- **Instructions for the task**:
Only one stretch of the data below is wanted: the lines from the one with "Target: wildflower meadow" through the one with "compact form (54,100).", repeated exactly.

- **Stored items**:
____

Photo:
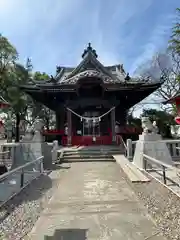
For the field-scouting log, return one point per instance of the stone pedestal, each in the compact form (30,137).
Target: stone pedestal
(152,145)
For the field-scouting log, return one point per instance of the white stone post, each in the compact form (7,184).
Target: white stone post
(129,149)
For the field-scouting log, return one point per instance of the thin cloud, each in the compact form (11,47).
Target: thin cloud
(56,32)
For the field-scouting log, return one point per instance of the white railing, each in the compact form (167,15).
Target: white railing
(172,145)
(14,181)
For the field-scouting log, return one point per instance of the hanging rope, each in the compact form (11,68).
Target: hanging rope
(90,118)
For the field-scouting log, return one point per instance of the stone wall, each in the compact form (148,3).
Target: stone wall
(162,204)
(19,214)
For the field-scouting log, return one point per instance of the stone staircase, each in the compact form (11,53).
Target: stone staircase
(91,154)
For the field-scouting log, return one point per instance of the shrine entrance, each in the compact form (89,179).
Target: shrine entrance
(91,125)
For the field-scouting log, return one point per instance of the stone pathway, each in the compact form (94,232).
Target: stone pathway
(94,202)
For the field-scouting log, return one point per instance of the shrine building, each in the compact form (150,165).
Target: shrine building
(90,99)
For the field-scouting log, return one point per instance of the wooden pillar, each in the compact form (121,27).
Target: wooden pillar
(69,125)
(113,123)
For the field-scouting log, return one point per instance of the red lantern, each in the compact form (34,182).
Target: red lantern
(176,100)
(3,103)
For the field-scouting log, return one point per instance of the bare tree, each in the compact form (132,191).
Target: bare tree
(165,66)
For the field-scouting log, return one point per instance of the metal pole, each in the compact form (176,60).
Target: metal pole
(22,179)
(164,174)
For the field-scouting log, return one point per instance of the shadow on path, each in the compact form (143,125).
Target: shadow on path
(68,234)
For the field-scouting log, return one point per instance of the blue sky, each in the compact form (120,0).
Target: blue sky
(55,32)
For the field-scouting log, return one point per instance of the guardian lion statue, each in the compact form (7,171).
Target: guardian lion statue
(148,126)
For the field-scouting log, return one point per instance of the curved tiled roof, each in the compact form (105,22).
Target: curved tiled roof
(89,74)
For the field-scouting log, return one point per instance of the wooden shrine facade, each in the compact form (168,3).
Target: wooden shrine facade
(90,99)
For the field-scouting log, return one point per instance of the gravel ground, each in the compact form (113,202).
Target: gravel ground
(18,216)
(162,204)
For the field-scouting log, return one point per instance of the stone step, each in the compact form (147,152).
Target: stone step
(92,152)
(88,160)
(77,156)
(133,173)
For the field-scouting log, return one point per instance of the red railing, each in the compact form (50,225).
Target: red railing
(88,140)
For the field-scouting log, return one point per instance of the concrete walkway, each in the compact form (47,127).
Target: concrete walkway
(94,202)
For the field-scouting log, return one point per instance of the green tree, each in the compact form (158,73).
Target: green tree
(175,38)
(38,109)
(162,118)
(8,57)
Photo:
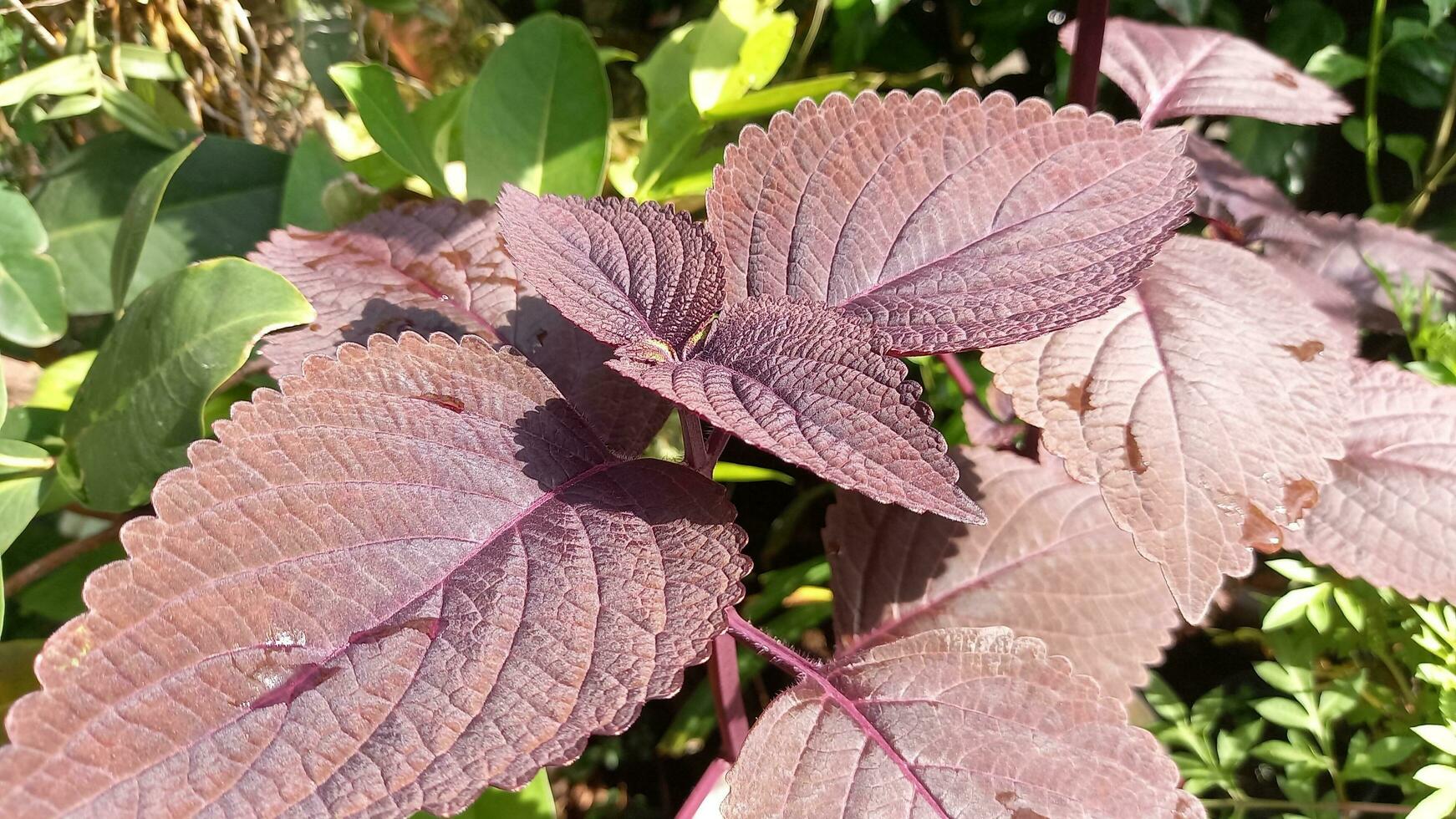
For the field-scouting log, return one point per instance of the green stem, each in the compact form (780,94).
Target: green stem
(1372,95)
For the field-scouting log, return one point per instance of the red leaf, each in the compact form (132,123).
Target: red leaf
(624,271)
(816,390)
(441,267)
(410,575)
(1173,72)
(1050,565)
(957,722)
(949,224)
(1204,408)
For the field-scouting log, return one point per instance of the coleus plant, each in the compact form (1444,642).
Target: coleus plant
(430,565)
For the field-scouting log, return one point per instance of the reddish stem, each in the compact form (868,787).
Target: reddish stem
(807,669)
(705,786)
(722,679)
(1087,53)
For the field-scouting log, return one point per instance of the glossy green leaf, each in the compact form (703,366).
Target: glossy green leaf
(374,95)
(310,170)
(23,483)
(147,63)
(141,404)
(33,308)
(743,45)
(539,112)
(135,115)
(135,221)
(17,673)
(1336,66)
(64,76)
(532,801)
(221,202)
(782,96)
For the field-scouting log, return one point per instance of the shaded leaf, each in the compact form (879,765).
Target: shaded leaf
(1391,512)
(537,114)
(441,267)
(1173,72)
(817,390)
(135,221)
(449,555)
(141,402)
(957,722)
(1204,408)
(626,272)
(33,310)
(373,92)
(1050,565)
(949,224)
(221,202)
(1337,249)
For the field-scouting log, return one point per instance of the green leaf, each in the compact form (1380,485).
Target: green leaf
(1336,66)
(146,63)
(221,202)
(135,115)
(135,221)
(1442,736)
(141,404)
(374,95)
(743,45)
(532,801)
(17,674)
(745,473)
(782,96)
(23,483)
(1438,776)
(539,114)
(1281,712)
(33,308)
(64,76)
(1438,805)
(310,170)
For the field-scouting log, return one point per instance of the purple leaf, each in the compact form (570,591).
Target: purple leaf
(949,224)
(1228,192)
(1173,72)
(624,271)
(1204,408)
(957,722)
(1337,249)
(410,575)
(441,267)
(1050,565)
(816,389)
(1389,516)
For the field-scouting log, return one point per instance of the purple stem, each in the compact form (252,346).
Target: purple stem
(1087,53)
(705,786)
(807,669)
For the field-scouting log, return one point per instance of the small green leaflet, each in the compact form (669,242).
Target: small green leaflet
(135,221)
(141,404)
(539,114)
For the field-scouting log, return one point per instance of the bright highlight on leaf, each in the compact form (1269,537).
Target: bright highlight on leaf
(1173,72)
(800,380)
(1204,408)
(1050,565)
(1389,516)
(441,267)
(418,540)
(949,224)
(955,722)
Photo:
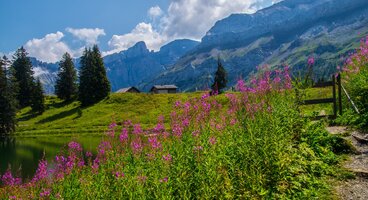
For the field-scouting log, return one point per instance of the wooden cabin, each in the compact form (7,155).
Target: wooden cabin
(164,89)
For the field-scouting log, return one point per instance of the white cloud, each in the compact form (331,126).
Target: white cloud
(88,35)
(142,32)
(49,48)
(193,18)
(184,19)
(155,12)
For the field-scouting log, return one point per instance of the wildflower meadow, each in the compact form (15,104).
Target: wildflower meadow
(251,144)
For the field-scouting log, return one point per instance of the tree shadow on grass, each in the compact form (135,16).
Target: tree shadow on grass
(59,116)
(61,104)
(28,115)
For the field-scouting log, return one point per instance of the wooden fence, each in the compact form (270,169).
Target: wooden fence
(336,99)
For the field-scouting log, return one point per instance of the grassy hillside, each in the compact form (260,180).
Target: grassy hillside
(70,118)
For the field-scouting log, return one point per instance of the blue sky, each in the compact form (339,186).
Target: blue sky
(48,28)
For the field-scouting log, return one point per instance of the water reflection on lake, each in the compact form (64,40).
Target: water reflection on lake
(23,153)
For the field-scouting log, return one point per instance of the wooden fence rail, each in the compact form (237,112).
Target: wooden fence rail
(336,101)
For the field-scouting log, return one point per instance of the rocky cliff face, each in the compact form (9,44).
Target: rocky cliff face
(287,32)
(127,68)
(137,65)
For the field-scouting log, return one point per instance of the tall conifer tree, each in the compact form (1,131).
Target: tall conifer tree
(220,78)
(38,98)
(23,75)
(66,84)
(93,83)
(7,102)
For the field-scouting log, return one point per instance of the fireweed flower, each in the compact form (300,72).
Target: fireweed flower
(212,140)
(167,157)
(45,193)
(142,178)
(75,146)
(103,147)
(128,123)
(136,145)
(198,148)
(155,144)
(9,180)
(311,60)
(95,165)
(89,154)
(195,133)
(112,125)
(164,180)
(177,130)
(41,172)
(137,129)
(178,104)
(124,135)
(119,175)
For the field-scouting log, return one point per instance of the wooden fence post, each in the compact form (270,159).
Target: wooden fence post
(334,95)
(339,91)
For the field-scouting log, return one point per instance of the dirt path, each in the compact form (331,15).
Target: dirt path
(358,164)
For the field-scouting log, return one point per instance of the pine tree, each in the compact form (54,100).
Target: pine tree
(66,83)
(7,102)
(23,75)
(93,83)
(38,98)
(220,78)
(102,87)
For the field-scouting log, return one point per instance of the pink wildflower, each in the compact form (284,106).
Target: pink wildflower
(119,175)
(167,157)
(45,193)
(124,135)
(212,140)
(41,172)
(137,129)
(164,180)
(311,61)
(75,146)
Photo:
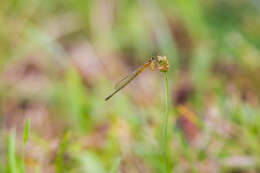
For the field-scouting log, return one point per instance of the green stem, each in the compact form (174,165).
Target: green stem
(165,122)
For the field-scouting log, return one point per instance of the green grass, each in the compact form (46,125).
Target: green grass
(59,59)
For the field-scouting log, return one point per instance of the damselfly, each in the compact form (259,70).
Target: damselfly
(160,62)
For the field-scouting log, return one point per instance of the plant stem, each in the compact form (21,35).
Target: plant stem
(165,122)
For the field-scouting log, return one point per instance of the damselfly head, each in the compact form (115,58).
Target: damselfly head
(163,63)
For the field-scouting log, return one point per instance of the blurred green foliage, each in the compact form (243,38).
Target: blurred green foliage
(59,60)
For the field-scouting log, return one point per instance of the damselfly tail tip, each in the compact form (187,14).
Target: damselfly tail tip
(106,99)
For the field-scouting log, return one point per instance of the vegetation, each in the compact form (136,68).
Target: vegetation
(60,59)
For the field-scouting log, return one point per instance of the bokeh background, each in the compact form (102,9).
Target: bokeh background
(60,59)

____

- **Written reply**:
Target: wildflower meadow
(251,144)
For the field-scouting log, return one point per instance of the tree shadow on grass, each in the compact form (135,16).
Target: tree shadow on grass
(59,116)
(61,104)
(28,115)
For the field-scouting log, return one point per instance of the wooden fence, each in the compact form (270,169).
Target: wooden fence
(336,99)
For the field-scouting log, return one point per instance of the grassy hillside, each in the compact form (260,180).
Target: grassy hillside
(70,118)
For the field-scouting log, return one point per instance of the blue sky, each in the compact form (339,186).
Target: blue sky
(48,28)
For the field-scouting log, return one point per instance of the water reflection on lake, each in the compact form (64,40).
Target: water reflection on lake
(23,153)
For the field-scouting log, return one point per instance of the wooden fence rail, each in the compact form (237,112).
Target: wooden fence rail
(336,101)
For the field-scouting log, return one point per instance of the rocky cliff face, each in the compact form (9,44).
Target: rocky cliff face
(287,32)
(127,68)
(137,65)
For the field-scouting log, return one point per instance of the tall conifer tree, each in the compact form (1,131).
Target: tall conifer tree
(220,78)
(38,98)
(23,75)
(66,84)
(93,83)
(7,102)
For the field-scouting log, return one point per instance of the fireweed flower, each in the compact form (300,72).
Target: fireweed flower
(212,140)
(167,157)
(45,193)
(142,178)
(75,146)
(103,147)
(128,123)
(136,145)
(198,148)
(155,144)
(9,180)
(311,60)
(95,165)
(89,154)
(195,133)
(112,125)
(164,180)
(177,130)
(41,172)
(137,129)
(178,104)
(124,135)
(119,175)
For the field-scouting log, return one point per instance of the wooden fence post, each in the compact form (270,159).
Target: wooden fence post
(334,95)
(339,91)
For the field-scouting log, return one point per instance of the dirt path, each in the compact form (331,15).
Target: dirt path
(358,164)
For the field-scouting log, return one point per instance of the pine tree, each in the compact form (54,100).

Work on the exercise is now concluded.